Passage for review
There is something about Winter that I will miss; being that there is no chance of accidental gardening. I don’t like gardening. It is not enjoyable in any way. I don’t like pulling weeds, digging, mulching or trimming. Cutting the grass is about the only thing I don’t mind doing. And that may be because I get to drive a riding mower.
Raking is also very bad. I just had to get that out. It is simply a horrible activity. When does it end? Never. There is no clear moment, no defining point in time when you feel like you finished. With every pull of the rake, as much dead grass comes up as the pass before. It keeps coming up, again and again. I don’t know where it comes from, and I don’t care to learn.

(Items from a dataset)
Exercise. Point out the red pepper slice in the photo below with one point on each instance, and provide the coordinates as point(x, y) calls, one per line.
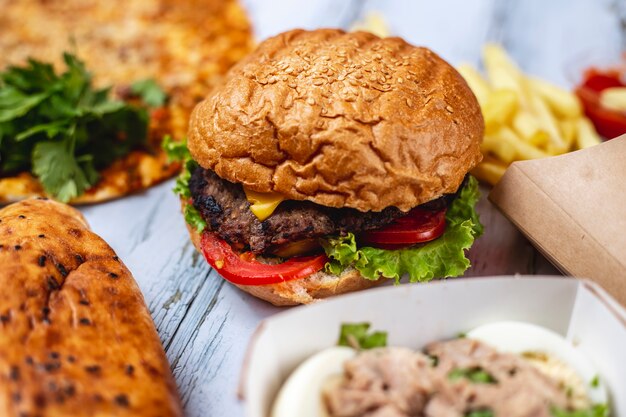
point(608, 123)
point(244, 269)
point(418, 226)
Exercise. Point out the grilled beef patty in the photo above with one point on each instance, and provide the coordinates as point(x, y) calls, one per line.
point(227, 212)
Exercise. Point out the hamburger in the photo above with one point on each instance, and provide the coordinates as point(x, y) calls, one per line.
point(328, 162)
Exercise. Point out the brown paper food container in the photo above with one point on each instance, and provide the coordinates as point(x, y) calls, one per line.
point(573, 209)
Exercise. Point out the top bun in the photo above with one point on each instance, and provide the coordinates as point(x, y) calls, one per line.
point(342, 120)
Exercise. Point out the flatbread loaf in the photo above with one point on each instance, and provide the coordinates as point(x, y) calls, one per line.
point(76, 338)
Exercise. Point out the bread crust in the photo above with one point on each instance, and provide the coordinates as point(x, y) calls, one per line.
point(76, 338)
point(341, 119)
point(301, 291)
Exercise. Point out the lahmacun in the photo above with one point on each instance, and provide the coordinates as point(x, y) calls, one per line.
point(186, 46)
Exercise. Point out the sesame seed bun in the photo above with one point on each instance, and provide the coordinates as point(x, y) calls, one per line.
point(342, 120)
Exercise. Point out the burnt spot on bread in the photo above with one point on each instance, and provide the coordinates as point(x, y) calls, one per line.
point(93, 369)
point(69, 390)
point(75, 232)
point(51, 366)
point(122, 400)
point(14, 373)
point(52, 284)
point(40, 400)
point(62, 270)
point(45, 313)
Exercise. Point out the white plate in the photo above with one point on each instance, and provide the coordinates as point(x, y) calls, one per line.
point(414, 315)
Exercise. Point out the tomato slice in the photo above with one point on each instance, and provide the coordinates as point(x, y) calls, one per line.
point(244, 269)
point(608, 123)
point(418, 226)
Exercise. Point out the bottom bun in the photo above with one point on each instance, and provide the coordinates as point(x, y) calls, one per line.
point(304, 290)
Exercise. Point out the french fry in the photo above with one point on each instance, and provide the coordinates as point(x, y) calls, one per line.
point(506, 152)
point(548, 123)
point(562, 102)
point(526, 125)
point(526, 118)
point(490, 170)
point(523, 149)
point(501, 71)
point(476, 82)
point(587, 135)
point(499, 109)
point(568, 129)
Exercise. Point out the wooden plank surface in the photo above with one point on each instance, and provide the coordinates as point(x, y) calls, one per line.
point(204, 323)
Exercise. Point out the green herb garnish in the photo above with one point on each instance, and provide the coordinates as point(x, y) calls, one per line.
point(595, 382)
point(62, 129)
point(476, 375)
point(149, 92)
point(597, 410)
point(355, 335)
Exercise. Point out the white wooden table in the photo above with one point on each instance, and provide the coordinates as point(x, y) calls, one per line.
point(204, 322)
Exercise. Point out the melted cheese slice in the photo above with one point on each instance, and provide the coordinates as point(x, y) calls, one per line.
point(263, 204)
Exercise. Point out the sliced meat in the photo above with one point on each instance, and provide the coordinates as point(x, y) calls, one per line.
point(398, 382)
point(382, 382)
point(227, 211)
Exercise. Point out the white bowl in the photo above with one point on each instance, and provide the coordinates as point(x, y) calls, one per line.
point(414, 315)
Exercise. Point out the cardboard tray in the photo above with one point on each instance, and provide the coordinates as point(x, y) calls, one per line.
point(417, 314)
point(573, 209)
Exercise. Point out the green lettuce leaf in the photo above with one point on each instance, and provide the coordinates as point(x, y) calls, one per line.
point(443, 257)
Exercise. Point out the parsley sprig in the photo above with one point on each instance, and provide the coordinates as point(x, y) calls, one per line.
point(62, 129)
point(357, 335)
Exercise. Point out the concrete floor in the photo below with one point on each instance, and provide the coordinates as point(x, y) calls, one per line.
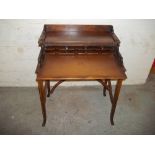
point(78, 110)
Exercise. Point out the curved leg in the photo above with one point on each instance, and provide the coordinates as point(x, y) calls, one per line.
point(110, 92)
point(104, 90)
point(105, 87)
point(48, 88)
point(42, 92)
point(56, 85)
point(117, 91)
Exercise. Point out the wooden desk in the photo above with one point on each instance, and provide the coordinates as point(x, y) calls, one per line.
point(79, 52)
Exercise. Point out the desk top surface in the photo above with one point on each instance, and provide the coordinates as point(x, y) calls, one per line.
point(85, 67)
point(78, 35)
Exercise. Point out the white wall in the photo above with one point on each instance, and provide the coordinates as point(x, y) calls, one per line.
point(19, 49)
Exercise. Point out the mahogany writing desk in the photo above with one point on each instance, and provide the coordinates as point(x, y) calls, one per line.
point(79, 52)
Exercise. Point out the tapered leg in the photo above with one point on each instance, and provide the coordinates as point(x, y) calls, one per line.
point(116, 95)
point(48, 88)
point(104, 89)
point(42, 92)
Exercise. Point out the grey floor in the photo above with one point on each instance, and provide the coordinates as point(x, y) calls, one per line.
point(78, 110)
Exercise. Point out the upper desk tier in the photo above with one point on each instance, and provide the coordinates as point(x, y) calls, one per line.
point(78, 35)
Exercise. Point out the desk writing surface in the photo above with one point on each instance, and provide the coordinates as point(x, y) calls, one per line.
point(95, 66)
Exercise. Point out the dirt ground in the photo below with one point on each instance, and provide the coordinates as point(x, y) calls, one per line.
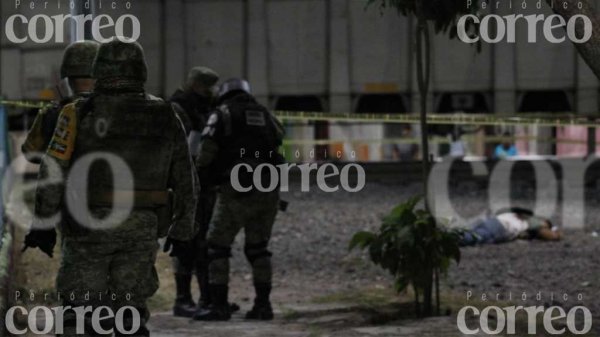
point(322, 289)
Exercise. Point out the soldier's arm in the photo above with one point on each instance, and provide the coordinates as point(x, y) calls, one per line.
point(181, 180)
point(35, 144)
point(54, 166)
point(209, 145)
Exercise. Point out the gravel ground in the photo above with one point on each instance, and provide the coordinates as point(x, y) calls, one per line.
point(311, 257)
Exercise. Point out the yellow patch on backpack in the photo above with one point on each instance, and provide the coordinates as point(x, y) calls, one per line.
point(63, 142)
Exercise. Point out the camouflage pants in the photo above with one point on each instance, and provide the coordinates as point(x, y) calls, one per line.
point(255, 213)
point(199, 261)
point(114, 274)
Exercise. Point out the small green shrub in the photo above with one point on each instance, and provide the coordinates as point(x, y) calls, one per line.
point(414, 248)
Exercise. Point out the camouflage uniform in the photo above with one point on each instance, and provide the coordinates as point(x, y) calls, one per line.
point(145, 133)
point(239, 123)
point(77, 63)
point(194, 108)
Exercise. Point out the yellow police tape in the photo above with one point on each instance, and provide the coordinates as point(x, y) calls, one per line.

Tasks
[1] Decide whether each statement agrees with the gardening passage above, answering yes or no and quoting the deciding words. (a) The writer dislikes pulling weeds. (b) The writer says raking has a clear point at which it is finished. (c) The writer wants to learn where the dead grass comes from.
[2] Answer these questions from the gardening passage above.
(a) Which season does the writer say they will miss something about?
(b) What does the writer get to drive when cutting the grass?
(c) What comes up with every pull of the rake?

Results for the exercise
[1]
(a) Yes: "I don’t like pulling weeds, digging, mulching or trimming."
(b) No: "There is no clear moment, no defining point in time when you feel like you finished."
(c) No: "I don’t know where it comes from, and I don’t care to learn."

[2]
(a) Winter
(b) A riding mower
(c) Dead grass